BEGIN The data
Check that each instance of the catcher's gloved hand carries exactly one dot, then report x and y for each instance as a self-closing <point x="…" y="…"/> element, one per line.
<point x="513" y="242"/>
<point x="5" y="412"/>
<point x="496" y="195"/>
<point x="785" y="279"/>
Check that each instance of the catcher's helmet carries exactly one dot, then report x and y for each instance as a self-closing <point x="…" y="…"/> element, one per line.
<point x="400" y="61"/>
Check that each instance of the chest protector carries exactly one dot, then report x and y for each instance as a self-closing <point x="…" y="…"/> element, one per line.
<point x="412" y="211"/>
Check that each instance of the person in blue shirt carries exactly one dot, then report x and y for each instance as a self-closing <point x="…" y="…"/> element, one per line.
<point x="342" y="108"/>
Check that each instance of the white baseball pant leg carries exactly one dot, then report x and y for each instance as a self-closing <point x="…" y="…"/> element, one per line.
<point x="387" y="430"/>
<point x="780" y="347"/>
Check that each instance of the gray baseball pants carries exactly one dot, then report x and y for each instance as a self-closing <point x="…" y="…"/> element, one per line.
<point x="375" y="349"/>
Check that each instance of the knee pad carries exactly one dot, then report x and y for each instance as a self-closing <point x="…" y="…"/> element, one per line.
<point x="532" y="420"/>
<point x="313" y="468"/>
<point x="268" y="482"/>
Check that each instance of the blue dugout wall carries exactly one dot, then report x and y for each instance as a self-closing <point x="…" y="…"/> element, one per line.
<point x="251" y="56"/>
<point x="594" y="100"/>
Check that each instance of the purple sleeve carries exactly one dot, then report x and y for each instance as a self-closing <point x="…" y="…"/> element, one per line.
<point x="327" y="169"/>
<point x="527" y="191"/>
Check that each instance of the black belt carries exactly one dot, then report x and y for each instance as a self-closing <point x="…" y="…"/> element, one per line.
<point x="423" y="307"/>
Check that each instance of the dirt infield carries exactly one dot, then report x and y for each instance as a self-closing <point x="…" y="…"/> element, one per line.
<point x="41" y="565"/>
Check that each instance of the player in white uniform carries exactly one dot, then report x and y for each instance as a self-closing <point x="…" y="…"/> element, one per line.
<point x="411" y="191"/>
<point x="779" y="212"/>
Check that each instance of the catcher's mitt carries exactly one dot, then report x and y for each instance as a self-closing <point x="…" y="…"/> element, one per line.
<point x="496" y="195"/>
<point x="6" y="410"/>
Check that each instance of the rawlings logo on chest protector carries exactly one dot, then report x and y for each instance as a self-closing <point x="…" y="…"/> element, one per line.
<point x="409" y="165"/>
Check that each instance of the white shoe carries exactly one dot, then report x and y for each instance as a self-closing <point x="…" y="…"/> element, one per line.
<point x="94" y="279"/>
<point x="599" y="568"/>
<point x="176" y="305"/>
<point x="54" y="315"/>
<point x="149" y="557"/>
END The data
The entries are to be retyped in full, with no alteration.

● Answer to this task:
Check that each instance of the catcher's gloved hand carries exactly one dot, then report x and y for each instance as a self-closing <point x="…" y="…"/> element, one per line.
<point x="513" y="242"/>
<point x="5" y="412"/>
<point x="496" y="195"/>
<point x="785" y="279"/>
Check that each instance of the catcher's helmet carries exactly one dot, then report x and y for each instance as a self-closing <point x="…" y="…"/> element, one per line.
<point x="400" y="61"/>
Check that each instance of the chest protector carries exactly one dot, then report x and y for each instance as a self-closing <point x="…" y="…"/> element, one per line.
<point x="412" y="211"/>
Check that each instance of the person in blue shirt carries exactly one dot, then report x and y for each instance as a self-closing <point x="…" y="…"/> element, one per line.
<point x="342" y="108"/>
Check that each instance of the white baseball pant leg carries exactly one dot, then report x and y for each instance as a self-closing <point x="…" y="…"/> element, one per line.
<point x="387" y="430"/>
<point x="780" y="347"/>
Check that each instance of the gray baseball pants carries exactly one dot, then report x and y for each instance as a self-closing <point x="…" y="…"/> element, one per line.
<point x="375" y="349"/>
Check that each instance of the knee pad carries exactly one dot, then report x and y for each instance as a self-closing <point x="…" y="…"/> element, one per line.
<point x="532" y="420"/>
<point x="313" y="468"/>
<point x="268" y="482"/>
Check that each instance of the blue dugout wall carries exactly one dot, then report x and y for each instance as a self-closing <point x="…" y="…"/> element, one per line.
<point x="251" y="56"/>
<point x="594" y="100"/>
Check that each instance of the purple sleeve carries exactly one dot, then report x and y for each instance as a self-closing <point x="…" y="…"/> element, one per line.
<point x="327" y="169"/>
<point x="527" y="191"/>
Check that each instance of the black belt carries exactly one dot, then report x and y for each instance as a self-closing <point x="…" y="…"/> element, one per line.
<point x="423" y="307"/>
Check that each instance of the dirt infield carries exactly one dot, then report x and y for each instance as a self-closing <point x="…" y="…"/> element, one per line.
<point x="41" y="565"/>
Check that each instance of the player in white uniform carries exactly one dot, then report x and y for each instance as a self-closing <point x="…" y="…"/> element, one per line.
<point x="411" y="191"/>
<point x="779" y="212"/>
Check that each instance of the catcher's mitt carries exactly one dot, then report x and y for each instance as a self-closing <point x="…" y="…"/> element, one per line.
<point x="496" y="195"/>
<point x="6" y="410"/>
Check that each instance of the rawlings logo on chest protector carries exactly one dot, then report x and y for each instance as a self-closing <point x="…" y="…"/> element, one per line.
<point x="409" y="165"/>
Check that each instance of the white shoe carries exactly one dot, then report x and y for each instance as a self-closing <point x="…" y="…"/> element, one per line.
<point x="94" y="279"/>
<point x="599" y="568"/>
<point x="176" y="305"/>
<point x="54" y="315"/>
<point x="149" y="557"/>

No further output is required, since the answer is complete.